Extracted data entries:
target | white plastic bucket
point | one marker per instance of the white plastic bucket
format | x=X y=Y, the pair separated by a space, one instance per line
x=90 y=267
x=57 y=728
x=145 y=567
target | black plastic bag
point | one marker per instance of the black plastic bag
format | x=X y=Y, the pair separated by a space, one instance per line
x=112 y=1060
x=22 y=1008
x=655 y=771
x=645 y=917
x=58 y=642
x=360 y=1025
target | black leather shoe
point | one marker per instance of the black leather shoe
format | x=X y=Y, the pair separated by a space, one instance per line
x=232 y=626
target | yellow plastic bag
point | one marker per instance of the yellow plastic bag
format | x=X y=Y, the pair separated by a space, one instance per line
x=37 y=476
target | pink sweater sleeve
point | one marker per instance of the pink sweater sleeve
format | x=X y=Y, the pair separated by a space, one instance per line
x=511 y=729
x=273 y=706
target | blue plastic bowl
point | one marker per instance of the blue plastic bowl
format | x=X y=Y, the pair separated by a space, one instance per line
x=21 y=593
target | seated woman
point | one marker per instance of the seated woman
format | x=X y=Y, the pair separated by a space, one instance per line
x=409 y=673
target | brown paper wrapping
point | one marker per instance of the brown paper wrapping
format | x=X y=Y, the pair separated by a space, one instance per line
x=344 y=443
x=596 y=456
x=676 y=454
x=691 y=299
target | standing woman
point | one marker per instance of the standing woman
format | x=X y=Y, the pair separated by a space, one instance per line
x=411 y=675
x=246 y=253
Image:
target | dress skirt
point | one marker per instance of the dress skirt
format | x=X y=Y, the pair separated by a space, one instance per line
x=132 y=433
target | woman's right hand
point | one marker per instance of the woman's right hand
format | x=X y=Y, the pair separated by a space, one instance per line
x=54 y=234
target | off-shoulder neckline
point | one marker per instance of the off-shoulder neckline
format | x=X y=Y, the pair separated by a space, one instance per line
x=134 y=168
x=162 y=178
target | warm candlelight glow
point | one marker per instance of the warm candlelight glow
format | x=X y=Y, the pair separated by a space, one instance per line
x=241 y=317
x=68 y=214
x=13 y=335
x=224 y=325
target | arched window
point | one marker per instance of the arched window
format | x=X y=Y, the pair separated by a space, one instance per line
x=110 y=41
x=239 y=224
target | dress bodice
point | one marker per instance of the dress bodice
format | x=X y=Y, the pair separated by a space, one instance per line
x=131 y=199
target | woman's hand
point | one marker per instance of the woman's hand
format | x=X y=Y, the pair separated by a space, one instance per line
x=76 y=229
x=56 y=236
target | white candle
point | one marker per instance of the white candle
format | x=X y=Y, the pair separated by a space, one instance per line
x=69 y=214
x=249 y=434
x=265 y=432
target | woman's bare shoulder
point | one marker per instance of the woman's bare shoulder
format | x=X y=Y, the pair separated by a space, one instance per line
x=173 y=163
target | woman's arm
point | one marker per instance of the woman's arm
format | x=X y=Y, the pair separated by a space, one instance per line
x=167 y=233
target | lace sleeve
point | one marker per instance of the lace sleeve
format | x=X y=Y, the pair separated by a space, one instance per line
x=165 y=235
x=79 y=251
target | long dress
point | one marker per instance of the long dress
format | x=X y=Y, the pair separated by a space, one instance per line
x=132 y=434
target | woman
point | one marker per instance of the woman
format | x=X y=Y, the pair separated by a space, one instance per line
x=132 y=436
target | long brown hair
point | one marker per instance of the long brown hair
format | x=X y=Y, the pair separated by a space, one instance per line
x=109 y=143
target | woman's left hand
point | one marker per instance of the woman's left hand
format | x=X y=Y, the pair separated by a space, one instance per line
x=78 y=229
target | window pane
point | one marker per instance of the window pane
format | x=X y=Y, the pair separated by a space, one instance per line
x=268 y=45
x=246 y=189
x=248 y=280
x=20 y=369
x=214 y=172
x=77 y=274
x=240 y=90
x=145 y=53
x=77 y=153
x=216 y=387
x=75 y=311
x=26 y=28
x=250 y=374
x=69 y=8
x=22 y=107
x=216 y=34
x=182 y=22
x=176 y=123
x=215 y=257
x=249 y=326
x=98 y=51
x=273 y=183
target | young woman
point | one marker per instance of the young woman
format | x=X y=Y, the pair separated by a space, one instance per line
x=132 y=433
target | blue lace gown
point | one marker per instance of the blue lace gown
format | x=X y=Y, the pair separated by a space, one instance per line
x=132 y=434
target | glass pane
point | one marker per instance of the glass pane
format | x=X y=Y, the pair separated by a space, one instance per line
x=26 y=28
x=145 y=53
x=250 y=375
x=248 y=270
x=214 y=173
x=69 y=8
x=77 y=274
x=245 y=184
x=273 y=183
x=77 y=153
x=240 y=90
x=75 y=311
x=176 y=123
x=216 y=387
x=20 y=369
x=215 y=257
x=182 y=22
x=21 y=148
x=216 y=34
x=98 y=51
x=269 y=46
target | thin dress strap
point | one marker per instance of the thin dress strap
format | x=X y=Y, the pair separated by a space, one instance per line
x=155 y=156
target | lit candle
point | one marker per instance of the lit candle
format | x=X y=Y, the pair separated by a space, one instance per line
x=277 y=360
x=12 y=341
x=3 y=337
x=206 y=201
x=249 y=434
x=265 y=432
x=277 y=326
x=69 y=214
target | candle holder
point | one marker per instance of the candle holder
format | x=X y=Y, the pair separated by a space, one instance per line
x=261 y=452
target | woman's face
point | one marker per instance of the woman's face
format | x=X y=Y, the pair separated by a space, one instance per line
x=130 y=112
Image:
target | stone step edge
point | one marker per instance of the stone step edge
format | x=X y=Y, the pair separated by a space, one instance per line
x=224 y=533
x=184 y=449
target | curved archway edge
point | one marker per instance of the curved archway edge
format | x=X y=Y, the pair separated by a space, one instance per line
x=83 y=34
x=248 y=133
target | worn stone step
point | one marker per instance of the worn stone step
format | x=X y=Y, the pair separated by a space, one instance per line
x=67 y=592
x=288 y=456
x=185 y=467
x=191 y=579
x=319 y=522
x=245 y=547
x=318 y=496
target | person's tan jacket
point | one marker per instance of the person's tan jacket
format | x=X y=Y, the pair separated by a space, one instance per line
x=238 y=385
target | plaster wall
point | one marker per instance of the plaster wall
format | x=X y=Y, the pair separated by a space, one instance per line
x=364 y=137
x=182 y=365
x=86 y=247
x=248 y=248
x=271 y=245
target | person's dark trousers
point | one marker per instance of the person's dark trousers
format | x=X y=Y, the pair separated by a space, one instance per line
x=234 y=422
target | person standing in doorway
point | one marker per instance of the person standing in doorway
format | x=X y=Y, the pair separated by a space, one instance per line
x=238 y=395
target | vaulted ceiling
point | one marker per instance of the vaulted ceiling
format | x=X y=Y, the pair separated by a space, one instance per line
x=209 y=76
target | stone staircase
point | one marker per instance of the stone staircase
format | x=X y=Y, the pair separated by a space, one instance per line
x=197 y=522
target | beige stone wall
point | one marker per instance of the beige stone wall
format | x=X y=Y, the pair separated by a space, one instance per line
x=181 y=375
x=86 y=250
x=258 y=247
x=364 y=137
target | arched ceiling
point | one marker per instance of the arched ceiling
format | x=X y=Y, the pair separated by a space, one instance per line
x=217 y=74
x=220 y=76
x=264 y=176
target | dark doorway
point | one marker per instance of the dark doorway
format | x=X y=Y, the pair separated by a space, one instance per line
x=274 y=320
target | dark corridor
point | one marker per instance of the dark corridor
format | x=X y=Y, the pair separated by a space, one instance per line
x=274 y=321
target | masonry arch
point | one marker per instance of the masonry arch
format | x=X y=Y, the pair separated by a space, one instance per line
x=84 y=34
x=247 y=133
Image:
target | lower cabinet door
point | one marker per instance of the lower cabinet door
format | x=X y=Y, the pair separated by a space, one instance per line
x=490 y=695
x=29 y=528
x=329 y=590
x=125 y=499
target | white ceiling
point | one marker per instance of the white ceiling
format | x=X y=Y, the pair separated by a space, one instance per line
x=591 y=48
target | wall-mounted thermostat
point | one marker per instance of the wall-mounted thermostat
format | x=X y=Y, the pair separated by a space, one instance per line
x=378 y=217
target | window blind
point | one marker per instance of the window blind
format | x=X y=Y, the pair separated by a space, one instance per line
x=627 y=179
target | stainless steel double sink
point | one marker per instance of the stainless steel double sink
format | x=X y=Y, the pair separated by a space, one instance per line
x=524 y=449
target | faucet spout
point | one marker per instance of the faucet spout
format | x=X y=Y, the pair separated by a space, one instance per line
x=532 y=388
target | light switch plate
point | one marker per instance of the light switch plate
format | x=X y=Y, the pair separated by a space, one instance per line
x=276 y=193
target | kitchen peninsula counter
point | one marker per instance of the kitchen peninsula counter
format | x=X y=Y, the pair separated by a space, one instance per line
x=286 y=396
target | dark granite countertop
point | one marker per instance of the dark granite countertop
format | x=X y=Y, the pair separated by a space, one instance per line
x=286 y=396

(What is being asked) Please rewrite everything from the start of the data down to and including the line containing "x=232 y=626", renaming "marker" to "dot" and leaving all else unchanged.

(Correct response)
target | white plastic bucket
point | one dot per instance of the white plastic bucket
format | x=X y=Y, the pair separated by a space, one instance per line
x=90 y=267
x=57 y=728
x=145 y=567
target | black plastic bag
point | one dot per instance of the black plastic bag
format | x=X y=Y, the pair separated by a space, one instance per line
x=112 y=1060
x=22 y=1008
x=655 y=771
x=645 y=917
x=58 y=642
x=360 y=1025
target | black leather shoe
point | one dot per instance of the black leather shoe
format | x=X y=Y, the pair separated by a space, one instance per line
x=232 y=626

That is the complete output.